- **YOUR INSTRUCTIONS**
Put the lines of the items below into a JSON list of strings, one string per line with blank lines left out. Start at the line containing "If you could mark the young boy" and end at the line containing "(1015, 506)", including both.

- **DATASET EXCERPTS**
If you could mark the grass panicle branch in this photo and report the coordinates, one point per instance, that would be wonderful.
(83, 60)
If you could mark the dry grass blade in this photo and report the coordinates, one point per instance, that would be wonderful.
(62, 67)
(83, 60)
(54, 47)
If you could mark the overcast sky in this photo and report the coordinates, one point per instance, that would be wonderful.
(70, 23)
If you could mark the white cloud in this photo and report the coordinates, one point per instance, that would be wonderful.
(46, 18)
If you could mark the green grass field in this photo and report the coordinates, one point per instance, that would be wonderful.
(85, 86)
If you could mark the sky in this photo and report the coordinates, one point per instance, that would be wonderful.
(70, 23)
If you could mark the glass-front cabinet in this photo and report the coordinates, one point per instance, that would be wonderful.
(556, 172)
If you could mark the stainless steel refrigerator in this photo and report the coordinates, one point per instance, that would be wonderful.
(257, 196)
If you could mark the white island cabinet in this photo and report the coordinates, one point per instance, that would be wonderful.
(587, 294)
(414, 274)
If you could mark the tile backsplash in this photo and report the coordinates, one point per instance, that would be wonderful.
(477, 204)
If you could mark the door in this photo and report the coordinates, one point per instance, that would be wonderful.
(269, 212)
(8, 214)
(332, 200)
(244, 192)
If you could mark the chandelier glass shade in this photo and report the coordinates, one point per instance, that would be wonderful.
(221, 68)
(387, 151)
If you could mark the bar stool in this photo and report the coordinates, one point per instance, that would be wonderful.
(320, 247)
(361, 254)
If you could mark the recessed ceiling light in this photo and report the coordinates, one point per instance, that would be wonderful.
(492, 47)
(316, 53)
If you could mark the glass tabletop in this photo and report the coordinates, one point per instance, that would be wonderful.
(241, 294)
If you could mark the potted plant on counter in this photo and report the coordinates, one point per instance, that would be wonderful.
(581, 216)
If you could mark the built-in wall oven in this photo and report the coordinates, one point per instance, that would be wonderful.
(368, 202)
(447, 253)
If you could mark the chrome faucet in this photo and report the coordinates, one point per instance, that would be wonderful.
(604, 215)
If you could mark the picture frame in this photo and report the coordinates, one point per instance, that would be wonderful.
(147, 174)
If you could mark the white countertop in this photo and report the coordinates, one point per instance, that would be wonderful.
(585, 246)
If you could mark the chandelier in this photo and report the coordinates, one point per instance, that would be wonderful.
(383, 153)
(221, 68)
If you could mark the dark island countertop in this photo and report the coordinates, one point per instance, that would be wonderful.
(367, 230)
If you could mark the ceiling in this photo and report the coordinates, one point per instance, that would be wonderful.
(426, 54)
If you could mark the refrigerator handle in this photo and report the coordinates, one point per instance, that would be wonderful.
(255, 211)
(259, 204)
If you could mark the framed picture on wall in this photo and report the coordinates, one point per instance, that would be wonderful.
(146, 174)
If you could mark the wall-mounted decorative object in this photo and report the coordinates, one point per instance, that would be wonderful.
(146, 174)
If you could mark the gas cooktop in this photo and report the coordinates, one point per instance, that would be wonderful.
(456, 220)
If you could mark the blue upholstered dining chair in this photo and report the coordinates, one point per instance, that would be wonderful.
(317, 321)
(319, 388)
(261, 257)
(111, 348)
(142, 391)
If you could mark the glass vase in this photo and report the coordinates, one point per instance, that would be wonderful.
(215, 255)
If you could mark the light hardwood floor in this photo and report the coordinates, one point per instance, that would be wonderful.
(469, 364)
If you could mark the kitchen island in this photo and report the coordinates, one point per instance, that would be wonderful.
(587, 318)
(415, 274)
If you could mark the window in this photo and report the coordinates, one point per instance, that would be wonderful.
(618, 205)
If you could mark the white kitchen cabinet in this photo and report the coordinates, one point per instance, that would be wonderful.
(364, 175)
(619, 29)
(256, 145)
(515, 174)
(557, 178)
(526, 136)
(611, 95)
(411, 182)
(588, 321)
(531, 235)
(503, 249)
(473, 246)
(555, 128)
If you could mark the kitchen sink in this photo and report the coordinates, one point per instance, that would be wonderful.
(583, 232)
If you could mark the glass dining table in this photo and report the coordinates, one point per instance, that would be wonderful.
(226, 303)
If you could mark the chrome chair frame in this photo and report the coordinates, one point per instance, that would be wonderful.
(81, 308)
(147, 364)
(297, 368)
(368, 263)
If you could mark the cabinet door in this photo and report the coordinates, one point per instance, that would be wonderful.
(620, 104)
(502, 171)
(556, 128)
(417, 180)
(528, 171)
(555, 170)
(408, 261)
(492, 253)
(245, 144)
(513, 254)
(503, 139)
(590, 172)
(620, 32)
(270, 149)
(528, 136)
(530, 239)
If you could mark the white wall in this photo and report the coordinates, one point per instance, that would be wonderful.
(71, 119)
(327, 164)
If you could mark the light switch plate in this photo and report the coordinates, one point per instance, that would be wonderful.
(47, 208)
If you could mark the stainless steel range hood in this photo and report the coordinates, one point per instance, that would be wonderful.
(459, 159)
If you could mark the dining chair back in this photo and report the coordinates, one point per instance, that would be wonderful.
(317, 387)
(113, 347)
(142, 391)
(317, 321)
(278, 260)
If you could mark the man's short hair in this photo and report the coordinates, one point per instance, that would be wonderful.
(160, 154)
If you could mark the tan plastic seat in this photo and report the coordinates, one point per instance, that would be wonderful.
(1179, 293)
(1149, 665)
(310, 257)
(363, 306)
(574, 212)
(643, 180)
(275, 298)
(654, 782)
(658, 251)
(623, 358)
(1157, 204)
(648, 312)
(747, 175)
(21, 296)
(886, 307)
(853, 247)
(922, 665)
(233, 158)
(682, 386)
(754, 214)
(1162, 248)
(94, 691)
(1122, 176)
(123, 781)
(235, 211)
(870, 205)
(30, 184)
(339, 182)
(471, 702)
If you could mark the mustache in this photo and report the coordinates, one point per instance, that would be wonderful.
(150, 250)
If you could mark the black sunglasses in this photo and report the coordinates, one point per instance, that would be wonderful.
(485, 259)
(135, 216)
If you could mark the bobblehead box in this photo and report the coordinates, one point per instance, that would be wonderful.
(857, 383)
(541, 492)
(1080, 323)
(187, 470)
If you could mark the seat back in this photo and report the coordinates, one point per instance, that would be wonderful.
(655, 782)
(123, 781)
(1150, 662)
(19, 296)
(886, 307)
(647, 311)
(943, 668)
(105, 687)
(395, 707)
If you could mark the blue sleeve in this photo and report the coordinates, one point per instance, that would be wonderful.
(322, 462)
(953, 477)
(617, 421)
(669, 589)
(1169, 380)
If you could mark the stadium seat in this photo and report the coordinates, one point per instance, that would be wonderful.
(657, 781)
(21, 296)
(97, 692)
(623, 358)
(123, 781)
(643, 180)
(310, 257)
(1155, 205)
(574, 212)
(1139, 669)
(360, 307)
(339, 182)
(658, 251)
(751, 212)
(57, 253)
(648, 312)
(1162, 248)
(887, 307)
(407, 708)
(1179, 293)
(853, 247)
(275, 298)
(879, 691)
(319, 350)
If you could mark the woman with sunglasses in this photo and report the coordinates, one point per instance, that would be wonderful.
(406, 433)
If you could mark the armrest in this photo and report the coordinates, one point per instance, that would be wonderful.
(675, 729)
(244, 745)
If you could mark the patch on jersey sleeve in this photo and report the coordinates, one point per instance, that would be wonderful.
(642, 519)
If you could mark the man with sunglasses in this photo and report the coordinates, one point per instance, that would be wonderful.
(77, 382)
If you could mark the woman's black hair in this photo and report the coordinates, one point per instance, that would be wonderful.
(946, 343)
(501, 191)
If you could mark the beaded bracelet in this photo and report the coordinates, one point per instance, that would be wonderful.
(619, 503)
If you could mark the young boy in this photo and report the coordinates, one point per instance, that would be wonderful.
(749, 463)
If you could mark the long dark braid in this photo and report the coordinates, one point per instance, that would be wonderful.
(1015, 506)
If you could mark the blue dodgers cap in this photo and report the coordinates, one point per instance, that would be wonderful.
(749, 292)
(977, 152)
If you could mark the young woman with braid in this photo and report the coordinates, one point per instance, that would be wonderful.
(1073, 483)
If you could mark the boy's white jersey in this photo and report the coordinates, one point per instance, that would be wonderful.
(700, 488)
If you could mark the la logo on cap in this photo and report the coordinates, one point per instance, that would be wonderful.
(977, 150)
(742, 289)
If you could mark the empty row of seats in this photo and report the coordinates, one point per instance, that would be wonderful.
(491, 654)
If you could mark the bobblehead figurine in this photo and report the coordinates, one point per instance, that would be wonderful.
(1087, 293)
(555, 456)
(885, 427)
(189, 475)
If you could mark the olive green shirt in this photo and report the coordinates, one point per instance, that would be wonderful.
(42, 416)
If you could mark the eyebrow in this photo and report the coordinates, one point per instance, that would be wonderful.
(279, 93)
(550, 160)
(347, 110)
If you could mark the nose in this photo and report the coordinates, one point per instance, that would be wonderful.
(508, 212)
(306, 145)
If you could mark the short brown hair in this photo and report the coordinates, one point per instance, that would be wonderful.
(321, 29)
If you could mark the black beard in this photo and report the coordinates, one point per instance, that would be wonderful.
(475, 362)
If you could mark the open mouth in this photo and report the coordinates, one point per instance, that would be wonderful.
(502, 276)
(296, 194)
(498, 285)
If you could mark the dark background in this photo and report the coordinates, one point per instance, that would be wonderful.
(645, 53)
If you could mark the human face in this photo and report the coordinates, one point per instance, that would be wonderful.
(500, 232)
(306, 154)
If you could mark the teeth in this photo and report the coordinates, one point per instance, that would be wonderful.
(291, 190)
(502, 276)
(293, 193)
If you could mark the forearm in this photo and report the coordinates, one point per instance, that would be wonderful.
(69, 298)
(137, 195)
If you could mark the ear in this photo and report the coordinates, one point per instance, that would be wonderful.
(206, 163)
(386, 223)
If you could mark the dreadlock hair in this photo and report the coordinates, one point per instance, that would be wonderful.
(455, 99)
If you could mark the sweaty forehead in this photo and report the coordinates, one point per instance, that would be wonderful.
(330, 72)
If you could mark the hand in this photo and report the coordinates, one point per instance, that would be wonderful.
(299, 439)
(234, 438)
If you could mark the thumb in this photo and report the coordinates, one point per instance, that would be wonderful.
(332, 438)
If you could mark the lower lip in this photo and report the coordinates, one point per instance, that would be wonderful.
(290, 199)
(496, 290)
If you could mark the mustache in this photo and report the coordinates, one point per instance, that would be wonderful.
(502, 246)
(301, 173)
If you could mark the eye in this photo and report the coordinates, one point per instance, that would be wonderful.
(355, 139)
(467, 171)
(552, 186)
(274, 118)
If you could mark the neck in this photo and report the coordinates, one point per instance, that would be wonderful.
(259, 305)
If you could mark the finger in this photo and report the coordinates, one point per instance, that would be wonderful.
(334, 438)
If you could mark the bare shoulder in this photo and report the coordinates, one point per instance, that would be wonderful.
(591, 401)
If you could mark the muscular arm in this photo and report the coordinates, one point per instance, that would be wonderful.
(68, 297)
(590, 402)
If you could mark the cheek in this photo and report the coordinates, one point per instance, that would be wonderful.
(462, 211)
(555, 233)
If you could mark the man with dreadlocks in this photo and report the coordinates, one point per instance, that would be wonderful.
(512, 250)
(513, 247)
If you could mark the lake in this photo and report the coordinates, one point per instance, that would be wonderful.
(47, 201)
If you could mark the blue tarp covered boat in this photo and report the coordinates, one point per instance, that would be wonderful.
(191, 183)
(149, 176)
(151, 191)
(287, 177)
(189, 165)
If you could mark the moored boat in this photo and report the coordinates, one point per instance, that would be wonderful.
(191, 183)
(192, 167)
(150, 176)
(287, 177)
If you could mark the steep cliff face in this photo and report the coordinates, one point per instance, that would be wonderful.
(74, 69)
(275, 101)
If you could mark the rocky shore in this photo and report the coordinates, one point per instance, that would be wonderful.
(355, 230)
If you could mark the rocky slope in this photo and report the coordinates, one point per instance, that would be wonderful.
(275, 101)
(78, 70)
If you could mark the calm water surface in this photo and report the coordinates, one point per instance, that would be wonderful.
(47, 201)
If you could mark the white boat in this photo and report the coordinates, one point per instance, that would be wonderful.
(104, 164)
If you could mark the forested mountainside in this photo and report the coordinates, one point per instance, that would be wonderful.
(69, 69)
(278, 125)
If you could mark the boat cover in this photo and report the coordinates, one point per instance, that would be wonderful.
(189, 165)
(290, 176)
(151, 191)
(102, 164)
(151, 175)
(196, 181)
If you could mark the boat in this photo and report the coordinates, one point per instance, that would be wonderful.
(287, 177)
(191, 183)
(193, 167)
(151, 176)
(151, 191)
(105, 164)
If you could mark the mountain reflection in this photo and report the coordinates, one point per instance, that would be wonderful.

- **SOLVED PROBLEM**
[
  "If you could mark the young boy in this photo and report the coordinates, one point per instance, that would be wonderful.",
  "(749, 463)",
  "If you could mark the long dark braid in this photo and report the coordinates, one point per instance, that would be wonderful.",
  "(1015, 506)"
]